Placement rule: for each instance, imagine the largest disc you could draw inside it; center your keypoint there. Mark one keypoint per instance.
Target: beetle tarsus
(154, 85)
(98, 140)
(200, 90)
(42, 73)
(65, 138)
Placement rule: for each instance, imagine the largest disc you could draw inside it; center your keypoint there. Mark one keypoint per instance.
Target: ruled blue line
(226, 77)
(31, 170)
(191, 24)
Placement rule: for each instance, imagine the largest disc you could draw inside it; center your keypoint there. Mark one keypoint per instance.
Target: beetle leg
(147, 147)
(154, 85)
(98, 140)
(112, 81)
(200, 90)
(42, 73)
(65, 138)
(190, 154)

□ □ □ □ □

• _Task item_
Output nothing but the lines from the one that contains "Target: ruled blue line" through the final line of the entries above, exactly as they appear.

• _Completed exercise_
Target: ruled blue line
(226, 77)
(31, 170)
(191, 24)
Placement rule: for each instance, imagine the largest disc you could draw inside it; center your keypoint there. Mark one keypoint per instance.
Target: beetle leg
(147, 147)
(154, 85)
(98, 140)
(112, 81)
(200, 90)
(42, 73)
(65, 138)
(190, 154)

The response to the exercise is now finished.